§ **DOCUMENT TEXT**
.....
FEDERAL COURT OF AUSTRALIA

Australian Securities and Investments Commission v Wellington Capital Limited (No 2) [2013] FCAFC 70

Citation:

Australian Securities and Investments Commission v Wellington Capital Limited (No 2) [2013] FCAFC 70

Appeal from:

Australian Securities and Investments Commission v Wellington Capital Limited [2012] FCA 1140

Parties:

AUSTRALIAN SECURITIES AND INVESTMENTS COMMISSION v WELLINGTON CAPITAL LIMITED (ACN 114 248 458) and PERPETUAL NOMINEES LIMITED (ACN 000 733 700)

File number:

NSD 1761 of 2012

Judges:

JACOBSON, GORDON & ROBERTSON JJ

Date of judgment:

2 July 2013

Catchwords:

COSTS – indemnification of Responsible Entity in respect of – right of indemnification out of the assets of the Fund –limitations of indemnification – breach of Fund Constitution by Responsible Entity excluded

Legislation:

Corporations Act 2001 (Cth) s 601FB(1)
.....
(Segmentation labeling data)
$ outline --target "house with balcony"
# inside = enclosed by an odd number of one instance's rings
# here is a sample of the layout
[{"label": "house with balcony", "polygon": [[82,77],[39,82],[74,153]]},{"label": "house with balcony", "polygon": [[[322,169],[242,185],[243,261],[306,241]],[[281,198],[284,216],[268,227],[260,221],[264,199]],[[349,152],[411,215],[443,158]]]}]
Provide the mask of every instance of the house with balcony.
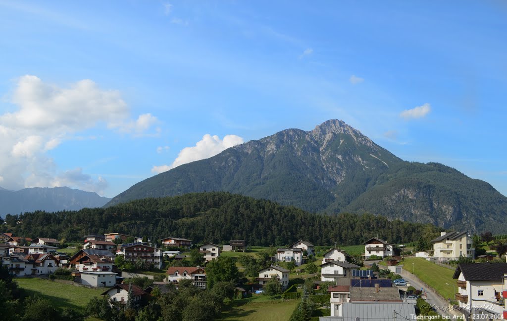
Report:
.....
Could you continue the court judgment from where it stops? You won't need the data for anything here.

§ **OUTPUT OF THE TASK**
Date of hearing:

17 May 2013

Date of last submissions:

20 June 2013

Place:

Sydney

Division:

GENERAL DIVISION

Category:

Catchwords

Number of paragraphs:

12

Counsel for the Appellant:

Mr J R Clarke

Solicitor for the Appellant:

Australian Securities and Investments Commission

Counsel for the First Respondent:

Mr P H Morrison QC with Mr N M Bender

Solicitor for the First Respondent:

McCullough Robertson

IN THE FEDERAL COURT OF AUSTRALIA

NEW SOUTH WALES DISTRICT REGISTRY

GENERAL DIVISION

NSD 1761 of 2012

ON APPEAL FROM THE FEDERAL COURT OF AUSTRALIA

BETWEEN:

AUSTRALIAN SECURITIES AND INVESTMENTS COMMISSION

Appellant

AND:

WELLINGTON CAPITAL LIMITED (ACN 114 248 458)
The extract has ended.